Natural language region descriptions
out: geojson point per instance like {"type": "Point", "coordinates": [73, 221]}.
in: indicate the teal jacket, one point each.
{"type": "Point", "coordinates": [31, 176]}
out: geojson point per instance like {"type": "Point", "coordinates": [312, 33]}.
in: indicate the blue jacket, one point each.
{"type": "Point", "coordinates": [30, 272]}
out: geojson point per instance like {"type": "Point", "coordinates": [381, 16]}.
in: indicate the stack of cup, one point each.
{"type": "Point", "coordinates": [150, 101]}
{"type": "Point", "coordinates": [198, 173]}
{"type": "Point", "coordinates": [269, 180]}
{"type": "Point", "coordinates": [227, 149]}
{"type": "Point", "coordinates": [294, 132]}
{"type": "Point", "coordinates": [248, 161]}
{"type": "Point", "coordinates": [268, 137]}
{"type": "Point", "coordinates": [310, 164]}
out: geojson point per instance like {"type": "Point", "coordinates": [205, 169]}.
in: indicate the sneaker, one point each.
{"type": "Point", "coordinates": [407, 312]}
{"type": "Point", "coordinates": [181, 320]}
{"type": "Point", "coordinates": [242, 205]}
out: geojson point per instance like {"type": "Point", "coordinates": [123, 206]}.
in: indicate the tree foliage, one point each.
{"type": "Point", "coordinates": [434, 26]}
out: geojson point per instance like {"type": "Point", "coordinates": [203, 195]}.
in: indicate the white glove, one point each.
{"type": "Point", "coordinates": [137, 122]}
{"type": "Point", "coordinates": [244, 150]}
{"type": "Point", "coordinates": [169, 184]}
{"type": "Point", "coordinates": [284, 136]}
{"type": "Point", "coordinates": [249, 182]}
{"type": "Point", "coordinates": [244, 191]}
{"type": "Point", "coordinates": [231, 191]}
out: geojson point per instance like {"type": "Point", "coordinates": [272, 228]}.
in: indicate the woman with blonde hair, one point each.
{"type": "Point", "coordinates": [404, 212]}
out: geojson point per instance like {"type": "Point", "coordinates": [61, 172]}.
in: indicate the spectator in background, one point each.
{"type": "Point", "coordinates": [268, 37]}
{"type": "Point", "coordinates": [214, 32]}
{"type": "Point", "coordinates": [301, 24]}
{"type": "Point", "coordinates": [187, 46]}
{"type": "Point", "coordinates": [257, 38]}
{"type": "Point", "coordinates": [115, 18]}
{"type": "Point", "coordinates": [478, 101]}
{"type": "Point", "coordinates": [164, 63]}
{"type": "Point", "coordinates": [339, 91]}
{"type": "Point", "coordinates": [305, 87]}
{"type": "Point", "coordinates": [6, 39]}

● **What needs to be done**:
Which lines in the data above hold the word "instance"? Return each of them.

● **The answer**:
out: geojson point per instance like {"type": "Point", "coordinates": [73, 221]}.
out: geojson point per instance like {"type": "Point", "coordinates": [312, 33]}.
out: geojson point per instance like {"type": "Point", "coordinates": [381, 16]}.
out: geojson point per instance like {"type": "Point", "coordinates": [205, 169]}.
out: geojson point per instance like {"type": "Point", "coordinates": [123, 206]}.
out: geojson point per instance like {"type": "Point", "coordinates": [203, 195]}.
out: geojson point per instance like {"type": "Point", "coordinates": [272, 228]}.
out: geojson point per instance like {"type": "Point", "coordinates": [61, 172]}.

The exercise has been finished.